Cel zadania A: Skopiuj dokładnie część tekstu o konstruktywnych kłótniach, zaczynając od „- Nauka prowadzenia” i kończąc na „Ale to dobrze!”.

Pokazany fragment:
·····
- Inteligentni ludzie mają różne opinie
- Małe grupy mądrych osób spotykają się, by się ze sobą kłócić
- Każdy mówi to, co myśli. Szczerze.
- Nauka prowadzenia dyskusji i sporów wymaga czasu
- To, co najważniejsze: konstruktywne kłótnie pomagają nam podejmować lepsze decyzje
W tym rozdziale przejdę do praktycznych aspektów związanych z prowadzeniem spotkań i omówię, jak podejmować lepsze decyzje w drodze konstruktywnych dyskusji, a nawet kłótni.
Inteligentni ludzie mają różne opinie
Jak już wspomniałem we wstępie do tej książki, kiedy zatrudniałem pierwszego programistę, zależało mi na tym, aby znaleźć kogoś lepszego od siebie. W miarę powiększania się zespołu, cały czas przyświecał mi ten sam cel: by znajdować coraz lepsze osoby na dane stanowisko. Z zatrudnianiem lepszych osób od siebie jest jednak taki problem, że mogą mieć odmienne zdanie od Twojego. Ale to dobrze!
Małe grupy mądrych osób spotykają się, by się ze sobą kłócić
W swojej książce o Stevie Jobsie, Ken Segall1 wielokrotnie powtarza, że wbrew powszechnie panującej opinii, CEO i współzałożyciel Apple’a nie podejmował decyzji samodzielnie. Polegał na „małych grupach utalentowanych ludzi”. Ludzi, którym ufał i którzy nie bali się wyrażać i bronić swoich racji.
Opisując, jak wyglądała praca w Pixarze, słynnym studiu animacji znanym z takich produkcji, jak „Toy Story” czy „Nemo”, Ed Cutmull2 wspomina o tzw. „naradach zespołu mózgów” (ang. Braintrust). Była to grupa osób, które regularnie recenzowały wszystkie projekty filmowe Pixara. Najpierw oglądali film, a potem każdy mówił szczerze, co sądzi. Nie było żadnej hierarchii, wszyscy w grupie byli równi, niemal jak rycerze Okrągłego Stołu z legendy o Królu Arturze3.
Członkowie takiej grupy mają reprezentować różne punkty widzenia i specjalności, ale muszą kierować się podobnymi wartościami. Muszą czuć się komfortowo w swoim towarzystwie i mieć pewność, że ich pozycja w firmie nie jest zagrożona.
Sami wprowadziliśmy tę koncepcję w naszym zespole i sprawdza się świetnie. Wykorzystujemy ją na naszym spotkaniu „dyrektorów”, w którym uczestniczą:
- Tomek, CTO,
- Iwona, szefowa działu obsługi klienta,
- Rafał, kierownik produktu,
- Radek, szef programistów,
- Waldemar, CFO,
- i ja, założyciel i CEO Nozbe.
Mimo że to ja jestem szefem firmy, nie podejmuję żadnych większych decyzji samodzielnie. Omawiamy je wspólnie i jeśli ktoś chce wyjść z jakąś propozycją, musi przekonać do niej całą grupę. Osoby te tworzą nasz firmowy „zespół mózgów”.
·····
Dostarczone dane:
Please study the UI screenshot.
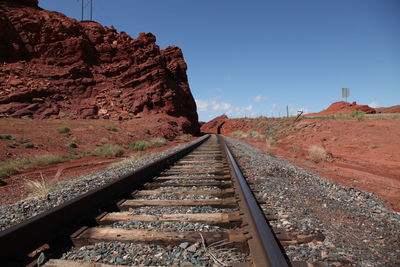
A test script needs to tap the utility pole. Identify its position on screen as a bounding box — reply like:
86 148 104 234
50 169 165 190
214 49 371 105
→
342 88 350 114
81 0 84 21
90 0 93 20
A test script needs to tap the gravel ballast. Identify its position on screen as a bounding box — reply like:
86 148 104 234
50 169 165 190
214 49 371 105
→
0 141 205 231
63 242 247 266
225 137 400 266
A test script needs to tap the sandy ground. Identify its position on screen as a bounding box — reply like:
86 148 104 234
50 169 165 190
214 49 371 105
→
0 119 194 205
225 119 400 211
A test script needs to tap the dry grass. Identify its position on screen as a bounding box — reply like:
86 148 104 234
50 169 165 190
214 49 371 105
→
111 153 154 168
30 154 69 166
25 168 62 197
93 144 124 158
308 145 329 163
0 160 27 178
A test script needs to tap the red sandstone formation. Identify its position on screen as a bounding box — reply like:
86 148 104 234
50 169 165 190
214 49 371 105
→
200 115 229 134
200 115 252 135
307 101 376 116
0 0 199 133
376 105 400 113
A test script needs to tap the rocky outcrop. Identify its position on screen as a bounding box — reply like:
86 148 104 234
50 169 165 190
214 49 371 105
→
200 115 229 134
0 0 199 133
307 101 376 116
376 105 400 113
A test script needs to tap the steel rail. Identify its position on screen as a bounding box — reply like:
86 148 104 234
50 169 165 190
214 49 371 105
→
0 135 210 260
218 135 289 267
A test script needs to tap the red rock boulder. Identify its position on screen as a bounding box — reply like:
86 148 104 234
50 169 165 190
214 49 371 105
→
0 0 199 133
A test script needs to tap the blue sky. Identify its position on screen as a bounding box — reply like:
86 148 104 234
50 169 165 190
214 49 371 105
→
39 0 400 121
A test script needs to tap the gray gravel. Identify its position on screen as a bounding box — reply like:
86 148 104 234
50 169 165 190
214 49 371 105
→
135 194 219 200
226 138 400 266
0 137 206 231
159 179 222 184
62 242 247 266
125 206 239 215
154 186 221 191
113 222 233 232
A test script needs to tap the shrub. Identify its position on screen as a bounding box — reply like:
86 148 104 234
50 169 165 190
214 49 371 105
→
128 140 151 151
350 110 365 121
25 169 62 197
22 143 34 148
93 144 124 158
292 145 301 156
128 137 167 151
148 137 167 147
0 134 13 140
0 160 26 178
175 134 193 141
30 154 69 166
232 130 247 137
105 125 119 132
308 145 329 163
57 126 71 134
18 136 32 144
246 130 264 138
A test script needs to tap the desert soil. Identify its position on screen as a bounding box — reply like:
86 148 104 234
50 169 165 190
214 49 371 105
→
225 119 400 211
0 118 194 205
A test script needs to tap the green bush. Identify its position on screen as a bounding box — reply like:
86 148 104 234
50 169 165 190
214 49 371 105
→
93 144 124 158
22 143 35 148
57 126 71 134
30 154 69 166
175 134 193 141
128 140 151 151
232 130 247 137
0 134 13 140
246 130 264 138
105 124 119 132
350 110 365 120
18 136 32 144
148 137 167 147
0 160 26 178
128 137 167 151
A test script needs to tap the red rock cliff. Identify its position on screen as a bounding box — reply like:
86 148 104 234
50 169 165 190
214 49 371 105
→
0 0 199 133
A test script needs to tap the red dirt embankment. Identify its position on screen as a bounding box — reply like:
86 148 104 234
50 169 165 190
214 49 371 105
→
306 101 376 116
202 117 400 211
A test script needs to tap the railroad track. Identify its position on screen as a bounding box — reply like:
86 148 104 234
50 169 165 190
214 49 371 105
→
0 135 290 267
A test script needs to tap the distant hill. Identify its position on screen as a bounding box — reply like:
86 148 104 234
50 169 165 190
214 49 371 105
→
375 105 400 113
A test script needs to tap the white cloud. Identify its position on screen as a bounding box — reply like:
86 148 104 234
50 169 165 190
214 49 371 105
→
194 99 208 112
195 98 253 116
243 105 253 111
211 100 233 111
368 101 381 108
253 95 267 103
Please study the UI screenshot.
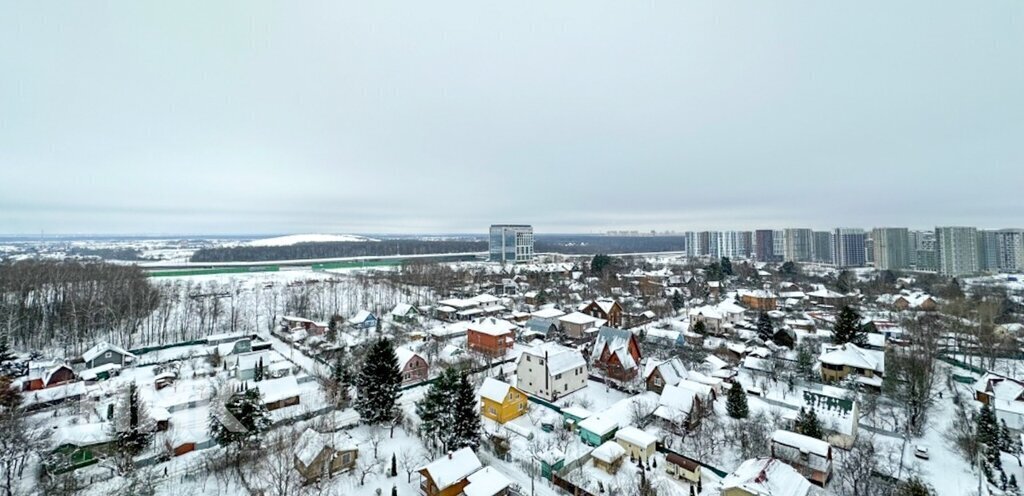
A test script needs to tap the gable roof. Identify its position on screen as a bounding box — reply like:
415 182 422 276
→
82 341 135 362
590 326 637 369
722 458 811 496
478 377 512 403
418 448 483 491
818 342 886 373
469 317 515 336
643 358 687 385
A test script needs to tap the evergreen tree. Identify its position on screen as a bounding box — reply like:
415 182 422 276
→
209 386 270 447
0 327 14 364
354 337 401 424
449 373 480 451
416 368 480 451
797 408 824 440
112 382 154 472
977 404 999 446
672 292 686 312
721 256 732 276
416 369 455 451
895 477 935 496
833 305 867 345
725 380 750 418
693 321 708 336
758 311 774 340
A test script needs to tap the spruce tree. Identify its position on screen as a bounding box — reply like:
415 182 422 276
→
451 373 480 451
354 337 401 424
416 369 455 451
977 404 999 446
113 382 153 473
833 305 867 345
801 409 824 440
0 327 14 364
725 380 750 418
758 312 774 340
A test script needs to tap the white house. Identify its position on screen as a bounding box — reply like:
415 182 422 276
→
515 342 589 401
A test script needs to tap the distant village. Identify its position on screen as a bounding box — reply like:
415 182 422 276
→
3 224 1024 496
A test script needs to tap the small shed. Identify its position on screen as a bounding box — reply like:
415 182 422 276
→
577 415 618 446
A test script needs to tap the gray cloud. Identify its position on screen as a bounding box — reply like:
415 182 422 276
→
0 1 1024 234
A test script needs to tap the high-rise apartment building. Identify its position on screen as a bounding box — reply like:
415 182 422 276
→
871 228 910 271
783 229 814 261
487 224 534 263
935 226 981 277
833 228 867 267
813 231 836 263
754 230 775 261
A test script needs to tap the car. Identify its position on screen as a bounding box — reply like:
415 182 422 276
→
913 446 929 460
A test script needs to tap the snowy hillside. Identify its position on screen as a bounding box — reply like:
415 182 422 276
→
249 235 380 246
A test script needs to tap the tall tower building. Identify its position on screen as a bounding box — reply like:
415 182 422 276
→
871 228 910 271
833 228 867 267
754 230 775 261
487 223 534 263
935 226 981 277
783 229 814 261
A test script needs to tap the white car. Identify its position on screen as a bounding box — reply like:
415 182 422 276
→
913 446 928 460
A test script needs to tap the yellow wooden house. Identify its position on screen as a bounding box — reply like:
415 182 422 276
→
480 377 529 423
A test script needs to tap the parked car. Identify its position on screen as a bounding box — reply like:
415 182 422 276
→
913 446 929 460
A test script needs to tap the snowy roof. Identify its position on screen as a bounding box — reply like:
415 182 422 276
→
295 428 327 466
615 425 657 447
818 342 886 373
348 311 374 325
590 327 637 370
578 415 618 436
478 377 512 403
519 342 587 375
462 466 512 496
562 407 593 418
722 458 811 496
643 358 686 385
391 303 416 317
590 441 626 463
530 307 565 319
469 317 515 336
50 422 114 448
771 429 831 457
420 448 483 491
654 385 696 421
558 312 599 326
394 346 423 370
255 375 299 403
82 341 135 362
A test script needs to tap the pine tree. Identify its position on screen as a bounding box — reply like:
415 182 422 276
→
0 327 14 364
354 337 401 424
977 404 999 446
112 382 153 473
833 305 867 345
450 373 480 451
416 369 455 451
725 380 750 418
722 256 732 276
801 409 824 440
209 385 270 447
758 312 774 340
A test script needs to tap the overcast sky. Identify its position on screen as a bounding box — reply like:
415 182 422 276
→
0 0 1024 234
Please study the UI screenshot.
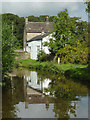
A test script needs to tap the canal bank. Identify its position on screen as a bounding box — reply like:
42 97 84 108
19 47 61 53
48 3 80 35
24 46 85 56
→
16 59 90 82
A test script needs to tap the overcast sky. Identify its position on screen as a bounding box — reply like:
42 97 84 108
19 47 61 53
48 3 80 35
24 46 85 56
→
2 0 88 21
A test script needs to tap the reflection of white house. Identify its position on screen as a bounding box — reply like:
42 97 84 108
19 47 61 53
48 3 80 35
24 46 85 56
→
24 17 53 60
24 71 51 93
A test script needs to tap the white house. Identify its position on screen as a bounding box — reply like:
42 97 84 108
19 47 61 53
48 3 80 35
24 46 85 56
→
24 16 53 60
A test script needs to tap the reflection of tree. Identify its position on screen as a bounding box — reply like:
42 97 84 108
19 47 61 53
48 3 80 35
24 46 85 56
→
53 98 76 118
2 77 24 118
46 77 88 118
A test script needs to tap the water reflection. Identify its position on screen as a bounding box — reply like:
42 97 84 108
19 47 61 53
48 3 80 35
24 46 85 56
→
3 69 88 118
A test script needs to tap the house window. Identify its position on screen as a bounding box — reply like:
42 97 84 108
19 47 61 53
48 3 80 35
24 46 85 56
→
37 45 40 53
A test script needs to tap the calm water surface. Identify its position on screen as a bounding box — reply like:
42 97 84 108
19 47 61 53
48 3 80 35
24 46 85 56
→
3 69 89 118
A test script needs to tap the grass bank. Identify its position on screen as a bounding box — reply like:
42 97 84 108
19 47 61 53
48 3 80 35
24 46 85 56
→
16 59 90 81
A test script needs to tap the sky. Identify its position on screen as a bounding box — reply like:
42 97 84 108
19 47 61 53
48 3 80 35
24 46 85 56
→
1 0 88 21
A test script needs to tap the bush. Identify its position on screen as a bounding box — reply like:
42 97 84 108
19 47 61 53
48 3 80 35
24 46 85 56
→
37 50 53 62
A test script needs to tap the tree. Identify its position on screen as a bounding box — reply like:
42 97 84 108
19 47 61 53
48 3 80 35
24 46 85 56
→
2 13 25 48
44 9 88 63
2 23 18 78
45 9 79 54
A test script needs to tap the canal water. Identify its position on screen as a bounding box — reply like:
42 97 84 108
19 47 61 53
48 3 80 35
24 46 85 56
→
2 68 89 119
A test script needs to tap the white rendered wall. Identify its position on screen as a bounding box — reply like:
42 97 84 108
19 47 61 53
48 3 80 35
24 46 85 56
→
26 34 52 60
26 40 41 60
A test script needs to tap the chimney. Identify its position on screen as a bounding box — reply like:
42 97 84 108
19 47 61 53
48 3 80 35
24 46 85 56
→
46 16 49 22
25 18 28 24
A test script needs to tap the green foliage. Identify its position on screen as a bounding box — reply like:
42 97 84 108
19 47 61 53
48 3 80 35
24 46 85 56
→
44 9 88 64
2 23 18 77
37 50 53 62
2 13 25 48
85 1 90 13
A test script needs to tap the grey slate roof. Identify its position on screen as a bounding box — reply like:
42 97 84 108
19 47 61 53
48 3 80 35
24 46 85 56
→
26 22 53 33
27 33 48 43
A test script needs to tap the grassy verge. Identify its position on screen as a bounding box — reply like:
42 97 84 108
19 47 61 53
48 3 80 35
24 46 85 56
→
17 59 90 81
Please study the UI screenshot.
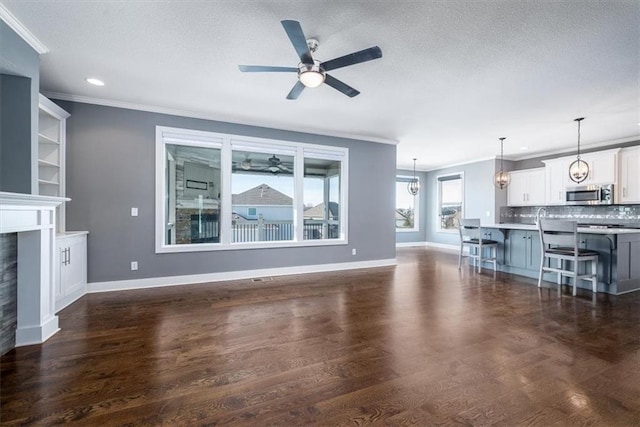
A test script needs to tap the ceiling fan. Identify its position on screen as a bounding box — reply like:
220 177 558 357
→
238 20 382 99
233 154 291 175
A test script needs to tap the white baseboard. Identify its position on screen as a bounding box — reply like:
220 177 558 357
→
16 316 60 347
396 242 427 248
426 242 460 253
396 242 460 253
56 285 87 313
87 258 397 293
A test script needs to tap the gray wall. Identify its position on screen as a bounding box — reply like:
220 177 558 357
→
0 20 40 194
425 159 500 245
56 101 396 282
396 169 432 243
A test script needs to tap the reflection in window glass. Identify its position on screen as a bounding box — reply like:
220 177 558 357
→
164 144 220 245
231 150 295 242
438 174 463 231
303 157 341 240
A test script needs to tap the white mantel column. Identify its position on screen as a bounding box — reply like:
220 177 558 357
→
0 192 68 347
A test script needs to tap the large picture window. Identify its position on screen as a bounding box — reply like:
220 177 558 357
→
156 126 348 252
437 173 464 232
396 176 420 231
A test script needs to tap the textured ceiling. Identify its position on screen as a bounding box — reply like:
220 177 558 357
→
2 0 640 169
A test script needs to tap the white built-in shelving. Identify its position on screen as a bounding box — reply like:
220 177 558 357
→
38 95 69 233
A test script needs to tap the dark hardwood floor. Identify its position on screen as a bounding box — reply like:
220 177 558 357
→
0 248 640 426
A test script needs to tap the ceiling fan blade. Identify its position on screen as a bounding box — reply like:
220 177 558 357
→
321 46 382 71
287 80 304 99
280 20 313 64
324 74 360 98
238 65 298 73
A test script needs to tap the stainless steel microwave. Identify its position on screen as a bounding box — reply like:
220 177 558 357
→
565 184 613 205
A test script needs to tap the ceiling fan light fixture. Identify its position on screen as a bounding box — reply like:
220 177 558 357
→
298 63 324 88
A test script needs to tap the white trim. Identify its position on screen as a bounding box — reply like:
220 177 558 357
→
155 126 349 253
0 3 49 55
422 156 498 172
434 171 466 233
87 258 397 293
425 242 460 253
16 316 60 347
396 241 429 248
43 91 400 145
505 135 640 162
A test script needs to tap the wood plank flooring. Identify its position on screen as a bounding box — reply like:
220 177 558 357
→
0 248 640 426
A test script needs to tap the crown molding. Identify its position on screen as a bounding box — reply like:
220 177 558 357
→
0 3 49 55
504 135 640 162
42 91 400 145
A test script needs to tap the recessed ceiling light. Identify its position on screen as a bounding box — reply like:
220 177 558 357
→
85 77 104 86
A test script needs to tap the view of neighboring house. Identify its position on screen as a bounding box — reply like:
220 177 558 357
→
231 184 293 242
231 184 293 221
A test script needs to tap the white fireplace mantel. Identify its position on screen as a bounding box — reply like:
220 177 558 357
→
0 192 69 347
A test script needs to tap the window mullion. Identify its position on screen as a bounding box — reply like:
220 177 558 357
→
293 147 304 242
220 138 232 245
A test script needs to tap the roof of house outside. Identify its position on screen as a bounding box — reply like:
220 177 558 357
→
231 184 293 206
303 202 338 219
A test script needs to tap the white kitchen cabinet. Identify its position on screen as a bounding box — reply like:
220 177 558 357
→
38 95 69 233
616 146 640 204
543 159 575 205
55 231 88 312
567 149 620 185
507 168 545 206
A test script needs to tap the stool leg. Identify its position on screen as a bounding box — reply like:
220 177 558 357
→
591 259 598 294
538 254 544 288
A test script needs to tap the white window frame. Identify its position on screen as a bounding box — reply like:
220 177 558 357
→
434 171 466 234
394 175 424 233
155 126 349 253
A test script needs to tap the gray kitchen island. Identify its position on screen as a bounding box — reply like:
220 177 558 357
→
482 223 640 295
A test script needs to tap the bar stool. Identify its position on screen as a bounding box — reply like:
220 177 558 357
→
458 218 498 273
538 218 598 296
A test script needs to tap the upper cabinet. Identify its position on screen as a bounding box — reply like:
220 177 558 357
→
543 158 571 205
617 146 640 203
38 95 69 233
567 149 620 185
507 168 545 206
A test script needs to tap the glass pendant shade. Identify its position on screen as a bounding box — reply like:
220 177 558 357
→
569 158 589 184
493 171 511 190
493 137 511 190
407 178 420 196
407 159 420 196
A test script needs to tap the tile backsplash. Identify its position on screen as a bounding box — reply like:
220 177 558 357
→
500 205 640 227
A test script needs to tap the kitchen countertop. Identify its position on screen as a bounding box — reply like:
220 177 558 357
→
482 223 640 234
·····
Cel zadania B: Zapisz dokładnie wiersze z rekordów powyżej, zaczynając od wiersza z „A test script needs to tap the parked” i kończąc na wierszu z „46 77 88 118”, łącznie z oboma tymi wierszami. Obrazy pomiń w odpowiedzi.

Pełna odpowiedź A:
- Nauka prowadzenia dyskusji i sporów wymaga czasu
- To, co najważniejsze: konstruktywne kłótnie pomagają nam podejmować lepsze decyzje
W tym rozdziale przejdę do praktycznych aspektów związanych z prowadzeniem spotkań i omówię, jak podejmować lepsze decyzje w drodze konstruktywnych dyskusji, a nawet kłótni.
Inteligentni ludzie mają różne opinie
Jak już wspomniałem we wstępie do tej książki, kiedy zatrudniałem pierwszego programistę, zależało mi na tym, aby znaleźć kogoś lepszego od siebie. W miarę powiększania się zespołu, cały czas przyświecał mi ten sam cel: by znajdować coraz lepsze osoby na dane stanowisko. Z zatrudnianiem lepszych osób od siebie jest jednak taki problem, że mogą mieć odmienne zdanie od Twojego. Ale to dobrze!

Pełna odpowiedź B:
A test script needs to tap the parked car. Identify its position on screen as a bounding box — reply like:
415 182 422 276
→
913 446 929 460
A test script needs to tap the snowy roof. Identify its position on screen as a bounding box — reply like:
415 182 422 276
→
295 428 327 466
615 425 657 447
818 342 886 373
348 311 374 325
590 327 637 370
578 415 618 436
478 377 512 403
519 342 587 375
462 466 512 496
562 407 593 418
722 458 811 496
643 358 686 385
391 303 416 317
590 441 626 463
530 307 565 319
469 317 515 336
50 422 114 448
771 429 831 457
420 448 483 491
654 385 696 421
558 312 599 326
394 346 423 370
255 375 299 403
82 341 135 362
A test script needs to tap the pine tree. Identify its position on screen as a bounding box — reply like:
415 182 422 276
→
0 327 14 364
354 337 401 424
977 404 999 446
112 382 153 473
833 305 867 345
450 373 480 451
416 369 455 451
725 380 750 418
722 256 732 276
801 409 824 440
209 385 270 447
758 312 774 340
A test script needs to tap the overcast sky. Identify its position on screen as a bounding box — reply like:
415 182 422 276
→
0 0 1024 234
Please study the UI screenshot.
A test script needs to tap the canal bank. Identify its position on screen as a bounding box — reply like:
42 97 84 108
19 47 61 53
48 3 80 35
24 46 85 56
→
16 59 90 82
A test script needs to tap the overcast sky. Identify its position on screen as a bounding box — reply like:
42 97 84 108
19 47 61 53
48 3 80 35
24 46 85 56
→
2 0 88 21
A test script needs to tap the reflection of white house. Identify its position on screen as a bounding box — reply like:
42 97 84 108
19 47 61 53
48 3 80 35
24 46 85 56
→
24 17 53 60
24 71 51 93
A test script needs to tap the white house. Identify its position on screen as a bounding box — reply like:
42 97 84 108
19 47 61 53
48 3 80 35
24 46 85 56
→
24 16 53 60
A test script needs to tap the reflection of tree. Identify its position on screen as a bounding box — reply like:
42 97 84 108
19 47 61 53
48 3 80 35
24 46 85 56
→
53 98 76 118
2 77 24 118
46 77 88 118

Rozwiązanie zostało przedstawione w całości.